## WRITTEN INSTRUCTION:
Skip all pictures, then print the remaining material exactly.

## TASK INPUT:
::::

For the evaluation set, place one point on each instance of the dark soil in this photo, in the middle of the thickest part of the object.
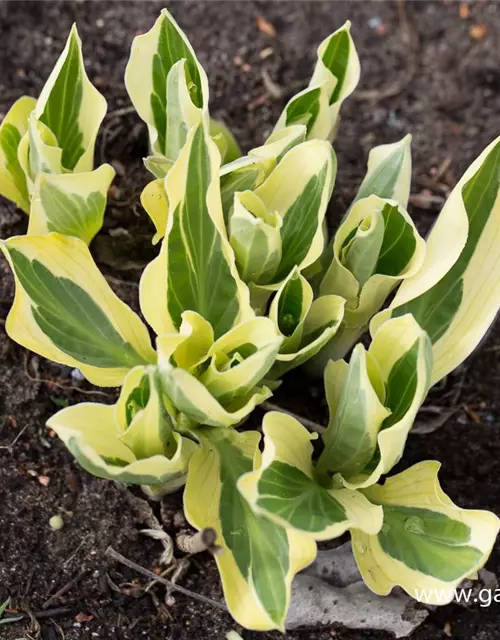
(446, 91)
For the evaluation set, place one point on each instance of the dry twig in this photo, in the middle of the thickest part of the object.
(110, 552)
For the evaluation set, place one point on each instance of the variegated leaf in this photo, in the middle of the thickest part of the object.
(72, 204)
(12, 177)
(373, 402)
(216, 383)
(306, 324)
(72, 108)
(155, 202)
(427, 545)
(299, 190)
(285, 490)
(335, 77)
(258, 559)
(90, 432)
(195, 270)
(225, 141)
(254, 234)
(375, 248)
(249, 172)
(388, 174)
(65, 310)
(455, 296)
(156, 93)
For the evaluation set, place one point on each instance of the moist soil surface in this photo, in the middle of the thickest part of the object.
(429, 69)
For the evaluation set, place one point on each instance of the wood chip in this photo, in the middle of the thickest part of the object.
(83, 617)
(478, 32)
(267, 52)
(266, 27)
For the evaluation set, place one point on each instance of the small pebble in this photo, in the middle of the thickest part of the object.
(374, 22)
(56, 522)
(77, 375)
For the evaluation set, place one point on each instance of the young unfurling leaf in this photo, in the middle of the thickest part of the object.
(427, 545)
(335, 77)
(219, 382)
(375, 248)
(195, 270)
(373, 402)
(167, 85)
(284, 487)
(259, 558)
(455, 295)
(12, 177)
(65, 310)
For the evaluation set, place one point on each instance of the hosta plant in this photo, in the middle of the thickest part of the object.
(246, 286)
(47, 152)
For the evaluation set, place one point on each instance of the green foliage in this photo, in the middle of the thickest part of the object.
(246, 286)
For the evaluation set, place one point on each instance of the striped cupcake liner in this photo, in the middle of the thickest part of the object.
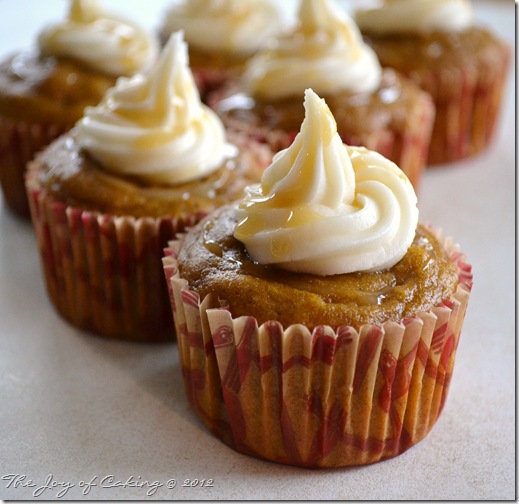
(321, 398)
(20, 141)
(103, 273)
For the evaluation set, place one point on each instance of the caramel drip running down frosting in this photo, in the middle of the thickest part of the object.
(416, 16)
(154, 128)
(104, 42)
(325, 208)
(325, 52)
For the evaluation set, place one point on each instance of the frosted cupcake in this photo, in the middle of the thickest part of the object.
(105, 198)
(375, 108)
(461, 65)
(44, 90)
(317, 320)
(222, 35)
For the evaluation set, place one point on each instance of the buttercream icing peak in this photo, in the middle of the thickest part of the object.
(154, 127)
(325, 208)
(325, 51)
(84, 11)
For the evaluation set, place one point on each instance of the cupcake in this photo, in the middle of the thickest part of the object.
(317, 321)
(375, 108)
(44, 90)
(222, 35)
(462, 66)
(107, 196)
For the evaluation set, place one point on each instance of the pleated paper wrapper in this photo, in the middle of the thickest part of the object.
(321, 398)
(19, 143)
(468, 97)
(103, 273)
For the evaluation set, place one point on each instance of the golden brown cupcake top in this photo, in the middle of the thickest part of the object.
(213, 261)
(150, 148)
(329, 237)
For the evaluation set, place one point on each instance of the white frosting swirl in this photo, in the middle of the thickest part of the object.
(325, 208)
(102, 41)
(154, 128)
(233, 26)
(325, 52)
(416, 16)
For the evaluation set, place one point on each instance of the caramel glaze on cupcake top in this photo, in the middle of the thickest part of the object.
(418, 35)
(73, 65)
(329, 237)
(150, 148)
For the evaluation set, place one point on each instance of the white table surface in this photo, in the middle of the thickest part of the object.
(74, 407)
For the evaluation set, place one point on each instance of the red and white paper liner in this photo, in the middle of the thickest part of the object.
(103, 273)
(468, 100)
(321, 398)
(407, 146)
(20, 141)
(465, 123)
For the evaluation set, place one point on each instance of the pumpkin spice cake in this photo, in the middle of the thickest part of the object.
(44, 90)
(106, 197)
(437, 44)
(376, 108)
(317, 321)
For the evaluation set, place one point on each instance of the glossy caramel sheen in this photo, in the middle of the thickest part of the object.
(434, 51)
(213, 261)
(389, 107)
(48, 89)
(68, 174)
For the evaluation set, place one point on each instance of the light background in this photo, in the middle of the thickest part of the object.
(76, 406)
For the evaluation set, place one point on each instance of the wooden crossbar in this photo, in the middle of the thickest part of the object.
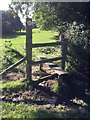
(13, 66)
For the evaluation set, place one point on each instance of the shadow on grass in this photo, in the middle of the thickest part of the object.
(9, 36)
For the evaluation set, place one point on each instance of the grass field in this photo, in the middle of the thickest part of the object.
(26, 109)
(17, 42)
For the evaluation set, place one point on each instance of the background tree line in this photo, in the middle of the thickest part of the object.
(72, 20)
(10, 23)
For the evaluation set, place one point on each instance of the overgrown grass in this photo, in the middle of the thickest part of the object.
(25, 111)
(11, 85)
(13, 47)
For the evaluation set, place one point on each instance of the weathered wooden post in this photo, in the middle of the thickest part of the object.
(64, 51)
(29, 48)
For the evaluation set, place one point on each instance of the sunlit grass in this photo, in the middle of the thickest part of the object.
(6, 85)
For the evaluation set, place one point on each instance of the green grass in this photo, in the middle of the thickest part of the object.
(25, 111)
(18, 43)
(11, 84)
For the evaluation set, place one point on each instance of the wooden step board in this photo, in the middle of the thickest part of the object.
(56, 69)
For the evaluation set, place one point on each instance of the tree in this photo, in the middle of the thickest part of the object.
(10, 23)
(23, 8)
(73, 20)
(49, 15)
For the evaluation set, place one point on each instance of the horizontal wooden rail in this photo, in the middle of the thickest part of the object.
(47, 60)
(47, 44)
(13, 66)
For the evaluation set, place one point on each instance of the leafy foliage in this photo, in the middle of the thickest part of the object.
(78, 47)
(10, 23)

::::

## ANSWER IN FULL:
For the evaluation set, place one point on each instance of the dark soil in this photo, in the middle of the thickest part of the object.
(446, 91)
For the evaluation set, place one point on each instance of the dry twig in this photo, in the middle of the thickest part of the object.
(110, 552)
For the evaluation set, place one point on each instance of the variegated leaf in this photo, in the middle of the thickest part of the object.
(72, 204)
(12, 177)
(373, 402)
(216, 383)
(306, 324)
(72, 108)
(155, 202)
(427, 545)
(299, 190)
(285, 490)
(335, 77)
(258, 559)
(90, 432)
(195, 270)
(225, 141)
(254, 234)
(375, 248)
(249, 172)
(388, 174)
(65, 310)
(455, 296)
(156, 93)
For the evaluation set, place one point on each instance of the moist soil surface in this photo, in the middle of the thickest part of the object.
(429, 69)
For the evaluation set, place one point on each instance of the wood chip in this photo, in the middle of the thickest part of the object.
(83, 617)
(478, 32)
(267, 52)
(266, 27)
For the evaluation set, place one point on each instance of the small pebble in this photo, in the middle of the thickest part of the object.
(374, 22)
(56, 522)
(77, 375)
For the evaluation set, place one point on each instance of the young unfurling leaf in this photo, in the middle of the thickest part of the object.
(427, 545)
(335, 77)
(219, 382)
(375, 248)
(195, 270)
(373, 402)
(167, 85)
(284, 487)
(259, 558)
(455, 295)
(12, 177)
(65, 310)
For the evaluation set, place one point on each instance of the hosta plant in this photo, in the middle of the thickest part of the object.
(246, 286)
(47, 152)
For the evaluation set, place one point on each instance of the green foliage in this photo, in the middle of the thickest part of the object.
(246, 286)
For the evaluation set, place one point on each instance of the striped cupcake liner in this photo, in the middle of the thickest part of the object.
(321, 398)
(20, 141)
(103, 273)
For the evaluation set, place one point on each instance of the caramel drip running down frosting in this photo, in the middle of the thickest part of the object.
(416, 16)
(154, 128)
(104, 42)
(325, 208)
(325, 52)
For the evaluation set, place one point on each instance of the frosted cupcake in this photo, in the middle of the thickest part of the object.
(105, 198)
(375, 108)
(461, 65)
(44, 90)
(317, 320)
(222, 35)
For the evaluation set, place one point on each instance of the buttercream icing peak in this photo, in the middle of the thickest part of the object.
(154, 127)
(325, 208)
(325, 51)
(84, 11)
For the evaluation set, place one point on each instance of the cupcake in this photo, in the middle of the thickest part of the object.
(317, 321)
(375, 108)
(44, 90)
(222, 35)
(462, 66)
(107, 196)
For the evaluation set, place one point on each instance of the pleated paper wrapper in this photo, in the middle of the thickest part of the object.
(321, 398)
(19, 143)
(468, 97)
(103, 273)
For the evaluation set, place one point on each instance of the golden brown cupcake top in this photo, in the middle of the thickest part of the object.
(213, 261)
(150, 148)
(329, 237)
For the evaluation set, place one point on each instance of the white frosting swirl in this photo, in the middle of the thickest part of the object.
(325, 208)
(102, 41)
(154, 128)
(233, 26)
(325, 52)
(416, 16)
For the evaluation set, place one point on each instance of the caramel glaze on cupcake top in this photo, in the middle of the thickest part of the object.
(418, 35)
(73, 65)
(329, 237)
(150, 148)
For the evaluation set, place one point on each instance of the white table surface in this photo, in the middle of the thickest part of the object.
(74, 407)
For the evaluation set, place one point on each instance of the red and white paper liner in this photo, in the middle of the thickest part of the object.
(103, 273)
(468, 100)
(321, 398)
(407, 146)
(20, 141)
(465, 123)
For the evaluation set, place one point on each instance of the pumpkin spice cake in this photo, in the middle of the thickest part of the object.
(44, 90)
(106, 197)
(437, 44)
(376, 108)
(317, 321)
For the evaluation set, place one point on each instance of the glossy caramel sheen in this photo, in the middle of the thickest part of the object.
(434, 51)
(213, 261)
(389, 107)
(48, 89)
(68, 174)
For the evaluation set, place one point on each instance of the light background in this photo, in the middle of the thickest part of the object.
(76, 406)
For the evaluation set, place one point on each instance of the wooden crossbar in this photo, in the middle of the thickest part of the object.
(13, 66)
For the evaluation set, place one point on each instance of the shadow on grass in this photo, in the middle of the thickest part of the object.
(9, 36)
For the evaluation set, place one point on each instance of the grass field in this photo, in the middle of the thickest part of the object.
(26, 109)
(17, 42)
For the evaluation set, place one point on each instance of the background tree line in this photo, in the middle of the thickest part of the object.
(72, 20)
(10, 23)
For the evaluation set, place one point on each instance of the overgrown grass in this photo, in the middle of the thickest part of the object.
(25, 111)
(11, 85)
(13, 47)
For the evaluation set, place one point on each instance of the weathered wooden post in this photo, in the middle of the thickest part of the object.
(64, 51)
(29, 48)
For the evaluation set, place one point on each instance of the sunlit grass in this photo, in the middle of the thickest part of the object.
(6, 85)
For the evaluation set, place one point on each instance of the green grass in this photo, in the middle of the thickest part of the object.
(25, 111)
(18, 43)
(11, 84)
For the evaluation set, place one point on each instance of the wooden step board in this photo, in the middle of the thickest part of the object.
(56, 69)
For the evaluation set, place one point on each instance of the tree in this photo, in the middle of the thickest part of the object.
(10, 23)
(23, 8)
(73, 20)
(49, 15)
For the evaluation set, place one point on each instance of the horizontal wooden rail in this photo, in the middle of the thickest part of the object.
(47, 60)
(47, 44)
(13, 66)
For the evaluation set, place one point on each instance of the leafy foliage in this photo, in the middle of the thickest part of the object.
(78, 47)
(10, 23)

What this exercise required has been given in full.